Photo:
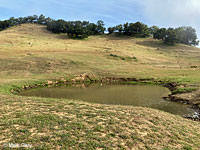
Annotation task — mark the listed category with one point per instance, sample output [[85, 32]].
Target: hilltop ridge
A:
[[29, 54]]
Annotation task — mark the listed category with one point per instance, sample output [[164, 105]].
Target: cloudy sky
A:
[[163, 13]]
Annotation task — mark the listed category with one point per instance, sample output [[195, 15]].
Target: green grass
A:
[[69, 124]]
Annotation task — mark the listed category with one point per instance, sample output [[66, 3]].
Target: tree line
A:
[[83, 29], [170, 36]]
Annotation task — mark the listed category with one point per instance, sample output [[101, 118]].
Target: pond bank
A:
[[186, 96]]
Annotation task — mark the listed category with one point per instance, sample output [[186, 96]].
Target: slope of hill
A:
[[30, 53]]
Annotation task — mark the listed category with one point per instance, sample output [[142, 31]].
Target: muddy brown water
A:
[[134, 95]]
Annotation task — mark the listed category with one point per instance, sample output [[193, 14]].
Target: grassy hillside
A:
[[29, 53]]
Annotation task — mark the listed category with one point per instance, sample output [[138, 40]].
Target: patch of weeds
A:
[[124, 58], [187, 147], [183, 90]]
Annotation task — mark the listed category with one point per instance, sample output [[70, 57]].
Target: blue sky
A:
[[163, 13]]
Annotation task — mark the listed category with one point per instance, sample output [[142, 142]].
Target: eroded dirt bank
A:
[[192, 98]]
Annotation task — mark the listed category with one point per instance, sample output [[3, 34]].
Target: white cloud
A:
[[172, 12]]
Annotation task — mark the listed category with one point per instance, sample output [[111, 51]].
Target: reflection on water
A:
[[135, 95]]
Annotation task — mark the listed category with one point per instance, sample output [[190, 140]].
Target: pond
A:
[[116, 94]]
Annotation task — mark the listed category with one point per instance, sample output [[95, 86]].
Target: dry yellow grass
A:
[[30, 53]]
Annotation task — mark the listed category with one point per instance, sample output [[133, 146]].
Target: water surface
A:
[[135, 95]]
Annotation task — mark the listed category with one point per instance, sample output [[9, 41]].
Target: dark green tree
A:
[[111, 30], [187, 35], [170, 37], [100, 27]]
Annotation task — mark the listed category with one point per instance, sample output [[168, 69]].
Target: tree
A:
[[119, 28], [153, 29], [111, 30], [42, 19], [170, 36], [187, 35], [160, 34], [100, 27]]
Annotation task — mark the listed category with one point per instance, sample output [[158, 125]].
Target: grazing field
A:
[[30, 54]]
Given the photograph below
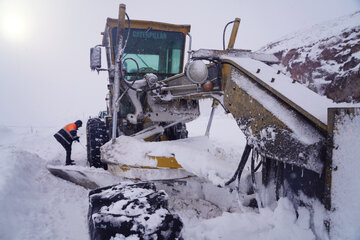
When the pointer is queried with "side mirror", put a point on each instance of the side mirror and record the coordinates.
(95, 58)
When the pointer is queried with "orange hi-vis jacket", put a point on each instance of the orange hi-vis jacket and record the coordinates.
(70, 127)
(67, 134)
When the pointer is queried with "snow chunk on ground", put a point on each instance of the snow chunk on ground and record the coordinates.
(278, 224)
(345, 180)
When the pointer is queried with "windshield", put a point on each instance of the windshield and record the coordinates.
(159, 52)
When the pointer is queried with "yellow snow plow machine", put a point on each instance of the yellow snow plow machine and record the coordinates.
(295, 138)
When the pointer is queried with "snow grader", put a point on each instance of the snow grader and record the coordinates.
(294, 134)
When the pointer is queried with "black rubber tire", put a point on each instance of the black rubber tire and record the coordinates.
(177, 132)
(139, 203)
(96, 137)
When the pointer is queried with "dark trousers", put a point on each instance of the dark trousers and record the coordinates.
(67, 147)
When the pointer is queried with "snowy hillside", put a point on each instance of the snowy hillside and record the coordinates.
(325, 57)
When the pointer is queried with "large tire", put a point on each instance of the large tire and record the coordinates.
(96, 137)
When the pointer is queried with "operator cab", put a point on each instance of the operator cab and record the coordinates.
(152, 47)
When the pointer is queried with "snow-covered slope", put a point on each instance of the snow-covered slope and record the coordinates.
(325, 57)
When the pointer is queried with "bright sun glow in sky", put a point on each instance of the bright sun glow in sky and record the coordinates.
(14, 27)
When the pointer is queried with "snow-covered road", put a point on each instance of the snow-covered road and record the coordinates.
(37, 205)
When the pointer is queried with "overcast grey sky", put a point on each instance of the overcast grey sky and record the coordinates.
(45, 78)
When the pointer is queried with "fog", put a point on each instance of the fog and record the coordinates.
(45, 79)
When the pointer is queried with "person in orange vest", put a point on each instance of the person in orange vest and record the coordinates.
(66, 136)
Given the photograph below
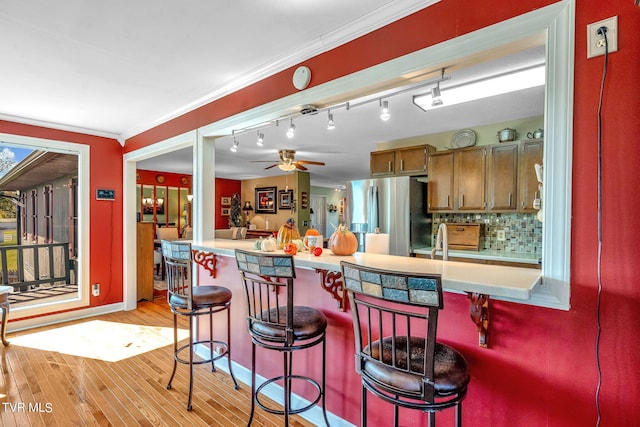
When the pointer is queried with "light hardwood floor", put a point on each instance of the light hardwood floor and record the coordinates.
(51, 388)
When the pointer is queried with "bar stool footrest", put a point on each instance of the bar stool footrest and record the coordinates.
(291, 411)
(216, 344)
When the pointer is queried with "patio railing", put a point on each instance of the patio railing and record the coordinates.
(27, 266)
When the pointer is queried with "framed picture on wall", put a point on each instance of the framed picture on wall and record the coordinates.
(285, 199)
(266, 200)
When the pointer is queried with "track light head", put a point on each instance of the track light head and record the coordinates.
(384, 111)
(330, 122)
(292, 130)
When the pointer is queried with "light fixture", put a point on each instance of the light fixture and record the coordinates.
(287, 167)
(292, 130)
(436, 96)
(330, 122)
(384, 110)
(492, 86)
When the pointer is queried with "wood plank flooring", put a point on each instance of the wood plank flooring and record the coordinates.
(49, 388)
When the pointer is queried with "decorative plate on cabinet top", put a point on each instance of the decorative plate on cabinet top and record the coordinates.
(463, 138)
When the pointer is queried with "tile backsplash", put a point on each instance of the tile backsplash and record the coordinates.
(523, 231)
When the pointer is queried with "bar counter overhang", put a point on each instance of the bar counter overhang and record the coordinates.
(319, 284)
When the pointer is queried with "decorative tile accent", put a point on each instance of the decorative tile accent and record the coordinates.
(402, 288)
(265, 265)
(523, 230)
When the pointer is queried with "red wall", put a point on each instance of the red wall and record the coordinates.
(225, 188)
(105, 219)
(541, 367)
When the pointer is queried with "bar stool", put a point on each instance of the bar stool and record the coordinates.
(191, 301)
(275, 323)
(395, 316)
(4, 307)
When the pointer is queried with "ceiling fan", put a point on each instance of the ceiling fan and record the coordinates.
(288, 163)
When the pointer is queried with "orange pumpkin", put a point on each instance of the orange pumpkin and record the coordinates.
(343, 241)
(290, 248)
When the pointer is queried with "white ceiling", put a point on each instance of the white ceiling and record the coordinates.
(121, 67)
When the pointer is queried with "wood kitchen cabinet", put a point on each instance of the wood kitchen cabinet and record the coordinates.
(440, 176)
(469, 179)
(502, 177)
(531, 152)
(401, 161)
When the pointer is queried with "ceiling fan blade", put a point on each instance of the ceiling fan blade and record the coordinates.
(310, 162)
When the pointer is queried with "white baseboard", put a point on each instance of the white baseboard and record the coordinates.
(275, 392)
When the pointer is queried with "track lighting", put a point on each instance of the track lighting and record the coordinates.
(292, 130)
(330, 123)
(436, 97)
(384, 111)
(496, 85)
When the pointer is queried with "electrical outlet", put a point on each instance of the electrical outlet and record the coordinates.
(595, 41)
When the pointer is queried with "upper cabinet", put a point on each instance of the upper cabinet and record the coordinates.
(502, 177)
(401, 161)
(440, 176)
(469, 179)
(495, 178)
(456, 180)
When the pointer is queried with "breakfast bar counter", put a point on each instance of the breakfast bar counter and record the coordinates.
(496, 281)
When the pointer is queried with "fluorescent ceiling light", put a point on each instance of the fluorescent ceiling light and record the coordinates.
(492, 86)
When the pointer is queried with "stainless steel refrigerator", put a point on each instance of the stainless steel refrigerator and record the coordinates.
(396, 205)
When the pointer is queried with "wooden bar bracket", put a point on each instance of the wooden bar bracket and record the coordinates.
(331, 281)
(479, 312)
(207, 260)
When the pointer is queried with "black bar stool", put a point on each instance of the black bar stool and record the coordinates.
(395, 316)
(275, 323)
(185, 299)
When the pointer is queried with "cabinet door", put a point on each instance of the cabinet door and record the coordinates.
(530, 153)
(469, 183)
(382, 163)
(502, 177)
(411, 161)
(440, 188)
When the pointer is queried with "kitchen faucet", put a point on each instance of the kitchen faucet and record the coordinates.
(442, 243)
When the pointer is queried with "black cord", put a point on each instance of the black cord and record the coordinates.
(603, 32)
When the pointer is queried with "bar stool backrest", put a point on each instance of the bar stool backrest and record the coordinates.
(268, 285)
(398, 311)
(177, 258)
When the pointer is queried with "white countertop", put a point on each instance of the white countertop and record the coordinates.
(509, 282)
(493, 255)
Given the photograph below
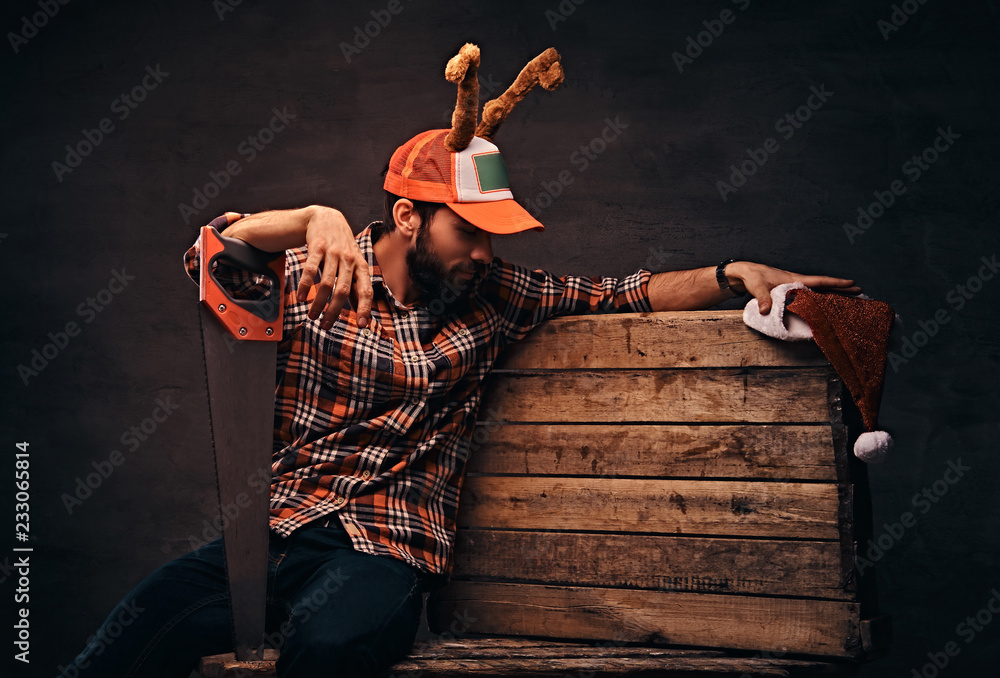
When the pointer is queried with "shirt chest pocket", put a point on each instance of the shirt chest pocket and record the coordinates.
(360, 364)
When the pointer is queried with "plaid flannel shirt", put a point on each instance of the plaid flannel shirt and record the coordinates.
(373, 426)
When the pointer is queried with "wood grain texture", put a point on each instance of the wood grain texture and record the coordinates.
(654, 340)
(789, 452)
(819, 627)
(720, 507)
(511, 657)
(664, 396)
(740, 566)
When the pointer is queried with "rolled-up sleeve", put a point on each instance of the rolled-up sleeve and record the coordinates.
(525, 298)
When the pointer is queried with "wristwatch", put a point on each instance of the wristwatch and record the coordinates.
(720, 275)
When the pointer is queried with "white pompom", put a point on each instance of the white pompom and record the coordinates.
(872, 447)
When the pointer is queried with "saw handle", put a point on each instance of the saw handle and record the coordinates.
(246, 319)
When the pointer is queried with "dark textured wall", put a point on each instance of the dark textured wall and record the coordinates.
(649, 198)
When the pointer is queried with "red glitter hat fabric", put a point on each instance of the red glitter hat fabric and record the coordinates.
(853, 333)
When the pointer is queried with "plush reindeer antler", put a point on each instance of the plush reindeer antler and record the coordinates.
(544, 70)
(463, 70)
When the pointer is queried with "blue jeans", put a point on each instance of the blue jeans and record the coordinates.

§ DIRECTIONS FOR THIS TASK: Where does the string "green" appear in the records above? Return every line that holds it.

§ TASK ANSWER:
Target: green grass
Target: dark green tree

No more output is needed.